"L'ignoranza significa l'Io" (Daisetz Teitaro Suzuki)
Continuiamo a leggere qualche brano dai Saggi sul Buddhismo Zen di D.T.
Suzuki:
"Al principio [...] la volontà vuole conoscere se stessa;
allora si desta la coscienza riflessa e col destarsi di essa la volontà si
divide. [...] Il conflitto è inevitabile [...]. Alla conoscenza si unisce
fatalmente l'ignoranza [...].
L'ignoranza prevale finché la volontà si lascia ingannare dalle sue stesse
creazioni o dalla sua immagine, dalla coscienza riflessa nella quale chi conosce
resta sempre distinto dal conosciuto. [...] L'ignoranza presuppone sempre
qualcosa di esterno e di sconosciuto. Questo principio esterno e sconosciuto
generalmente viene chiamato Io o anima, mentre in realtà è la stessa volontà
nello stato di ignoranza. È per questo che il Buddha nel punto in cui sperimentò
l'illuminazione realizzò anche che un ātmān, una anima sostanziale come
entità sconosciuta e inconoscibile, non esiste. [...] L'ignoranza significa l'Io
[...].
Non ci si sbarazza dell'ignoranza con mezzi metafisici, bensì mediante la lotta
condotta dalla volontà. Quando ciò si compie, siamo liberati anche dalla nozione
di una entità-ego che è il prodotto o meglio la base dell'ignoranza, dalla quale
dipende e sulla quale prospera. L'ego è l'angolo tenebroso in cui i raggi
dell'intelletto non riescono a penetrare, è l'ultimo nascondiglio
dell'ignoranza, che così si ripara tranquillamente dalla luce. [...] In effetti,
l'ignoranza e l'idea di ego sono la stessa cosa. Noi tendiamo a pensare che
quando l'ignoranza viene scacciata e l'ego perde il suo potere su di noi, non
abbiamo più nulla cui appoggiarci [...]. Ma non è così: perché l'illuminazione
non è un'idea negativa, che significhi semplicemente l'assenza dell'ignoranza.
Ignoranza è la negazione di illuminazione, non il contrario. [...] Quando
l'ignoranza dominava suprema, l'ego era concepito come un'idea positiva, e la
sua negazione era nichilista. Era perfettamente naturale che l'ignoranza
sostenesse l'ego, dove aveva trovato la sua sede originale. Ma con la
realizzazione [...] l'ordine istituito dall'ignoranza viene sovvertito
radicalmente" (dal cap. III, parr. 2-3).

***

_Compiti da svolgere_:
**1.** Riproduci testualmente la porzione del brano sull'ignoranza e l'Io che parte da "Ignoranza è la" e continua fino a "III, parr. 2-3).".
**2.** Riprendi la stesura del brano sull'ignoranza e l'Io, proseguendo dopo l'ultima frase riportata.

_Dati forniti_:
***

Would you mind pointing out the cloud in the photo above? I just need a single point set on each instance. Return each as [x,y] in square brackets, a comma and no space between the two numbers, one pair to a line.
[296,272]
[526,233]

***

_Risposte per compito_:
**1.**
Ignoranza è la negazione di illuminazione, non il contrario. [...] Quando
l'ignoranza dominava suprema, l'ego era concepito come un'idea positiva, e la
sua negazione era nichilista. Era perfettamente naturale che l'ignoranza
sostenesse l'ego, dove aveva trovato la sua sede originale. Ma con la
realizzazione [...] l'ordine istituito dall'ignoranza viene sovvertito
radicalmente" (dal cap. III, parr. 2-3).

**2.**
Causa dell'ignoranza è la volontà di conoscenza: la volontà
vuole conoscere e così si cade nel dualismo. Conoscente, conoscenza e il suo
oggetto si separano. La volontà crea l'oggetto che diverrà
la causa dell'ostruzione della mente, ostacolo alla sua libertà, anzi: la
volontà è l'ostruzione
stessa.
Il "voglio conoscermi" è già prodotto dell'ignoranza, che è causa del sorgere di
quell'io che si mette in questione, che si tematizza, che si cerca, ...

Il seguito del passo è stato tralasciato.